Copy out the material from the line with "tag the metal canopy, one point per instance." to the line with "<point>708,222</point>", both included, reproducing each line unchanged.
** begin Stored records **
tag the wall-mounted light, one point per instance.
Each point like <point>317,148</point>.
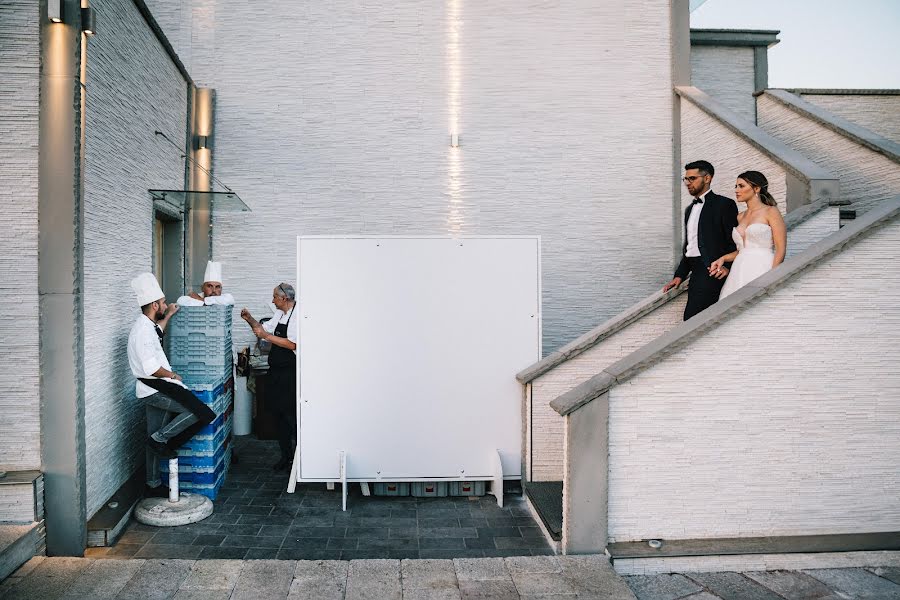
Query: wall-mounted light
<point>88,23</point>
<point>54,11</point>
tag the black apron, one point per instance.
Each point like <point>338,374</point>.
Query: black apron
<point>282,383</point>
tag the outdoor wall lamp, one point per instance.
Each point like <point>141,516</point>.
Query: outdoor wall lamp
<point>88,22</point>
<point>54,11</point>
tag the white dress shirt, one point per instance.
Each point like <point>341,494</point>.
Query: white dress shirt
<point>224,299</point>
<point>145,355</point>
<point>282,317</point>
<point>693,248</point>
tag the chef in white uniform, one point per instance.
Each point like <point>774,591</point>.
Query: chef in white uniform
<point>174,413</point>
<point>211,290</point>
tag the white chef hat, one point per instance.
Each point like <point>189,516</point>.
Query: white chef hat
<point>146,288</point>
<point>213,272</point>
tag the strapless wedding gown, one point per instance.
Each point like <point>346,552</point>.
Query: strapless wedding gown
<point>754,258</point>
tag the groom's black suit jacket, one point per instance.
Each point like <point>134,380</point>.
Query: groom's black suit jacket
<point>717,219</point>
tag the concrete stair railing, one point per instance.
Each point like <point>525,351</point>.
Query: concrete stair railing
<point>640,324</point>
<point>867,164</point>
<point>676,441</point>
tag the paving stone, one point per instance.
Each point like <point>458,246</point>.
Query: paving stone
<point>732,586</point>
<point>435,576</point>
<point>593,577</point>
<point>103,579</point>
<point>319,580</point>
<point>857,583</point>
<point>156,580</point>
<point>374,580</point>
<point>793,585</point>
<point>50,579</point>
<point>526,564</point>
<point>495,590</point>
<point>168,551</point>
<point>264,580</point>
<point>213,575</point>
<point>489,569</point>
<point>892,573</point>
<point>661,587</point>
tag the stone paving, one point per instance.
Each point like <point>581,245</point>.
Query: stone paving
<point>255,518</point>
<point>873,583</point>
<point>532,578</point>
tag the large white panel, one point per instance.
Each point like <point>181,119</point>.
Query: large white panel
<point>408,352</point>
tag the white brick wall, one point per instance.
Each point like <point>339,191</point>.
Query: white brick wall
<point>877,113</point>
<point>726,74</point>
<point>783,420</point>
<point>133,89</point>
<point>866,176</point>
<point>19,379</point>
<point>335,118</point>
<point>704,137</point>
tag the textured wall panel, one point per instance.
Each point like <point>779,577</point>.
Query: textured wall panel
<point>878,113</point>
<point>783,420</point>
<point>704,137</point>
<point>20,77</point>
<point>336,119</point>
<point>548,427</point>
<point>866,176</point>
<point>133,89</point>
<point>727,74</point>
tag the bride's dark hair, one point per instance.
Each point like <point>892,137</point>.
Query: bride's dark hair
<point>757,179</point>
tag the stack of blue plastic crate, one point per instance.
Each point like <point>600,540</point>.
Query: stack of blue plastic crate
<point>199,349</point>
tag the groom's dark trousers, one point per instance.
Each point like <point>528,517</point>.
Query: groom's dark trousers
<point>717,219</point>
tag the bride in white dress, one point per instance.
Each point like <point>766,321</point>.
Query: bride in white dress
<point>761,236</point>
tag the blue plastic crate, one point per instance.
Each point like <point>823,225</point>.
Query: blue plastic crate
<point>197,344</point>
<point>208,490</point>
<point>211,440</point>
<point>214,319</point>
<point>198,367</point>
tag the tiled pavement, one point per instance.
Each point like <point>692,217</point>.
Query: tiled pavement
<point>255,518</point>
<point>874,583</point>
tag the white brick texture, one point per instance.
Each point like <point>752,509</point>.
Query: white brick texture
<point>132,90</point>
<point>783,420</point>
<point>866,176</point>
<point>727,74</point>
<point>704,137</point>
<point>335,118</point>
<point>877,113</point>
<point>19,392</point>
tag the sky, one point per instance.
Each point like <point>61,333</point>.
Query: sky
<point>844,44</point>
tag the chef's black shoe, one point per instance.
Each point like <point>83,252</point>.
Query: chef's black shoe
<point>160,449</point>
<point>159,491</point>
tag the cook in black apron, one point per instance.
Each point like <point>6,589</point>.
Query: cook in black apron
<point>281,387</point>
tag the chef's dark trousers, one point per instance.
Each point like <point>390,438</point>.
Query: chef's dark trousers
<point>172,418</point>
<point>281,386</point>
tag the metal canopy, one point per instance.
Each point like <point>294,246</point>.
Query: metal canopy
<point>181,201</point>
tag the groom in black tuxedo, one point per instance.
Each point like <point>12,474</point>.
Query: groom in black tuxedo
<point>708,222</point>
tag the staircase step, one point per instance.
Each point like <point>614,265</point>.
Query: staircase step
<point>546,498</point>
<point>21,497</point>
<point>18,543</point>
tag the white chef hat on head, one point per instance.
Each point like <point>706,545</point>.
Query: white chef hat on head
<point>213,272</point>
<point>146,288</point>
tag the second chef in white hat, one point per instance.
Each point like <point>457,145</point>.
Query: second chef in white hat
<point>210,291</point>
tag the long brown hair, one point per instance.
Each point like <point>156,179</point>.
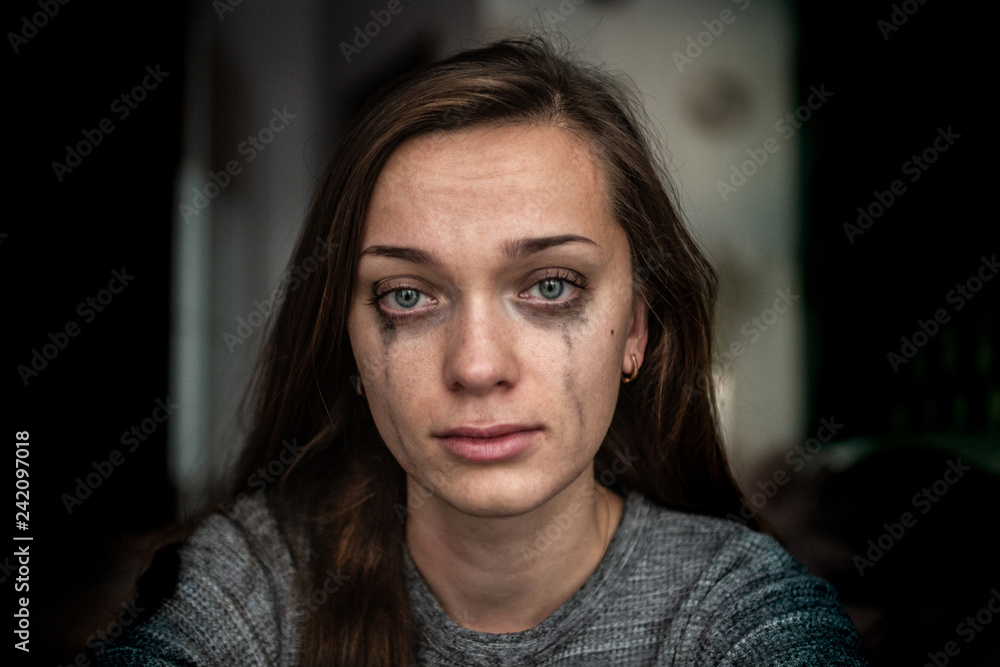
** end Stored records **
**Response to the exercise:**
tag the metal canopy, one point per instance.
Each point like <point>294,246</point>.
Query: metal canopy
<point>181,201</point>
tag the groom in black tuxedo, one point per instance.
Each point like <point>12,474</point>.
Query: groom in black tuxedo
<point>708,222</point>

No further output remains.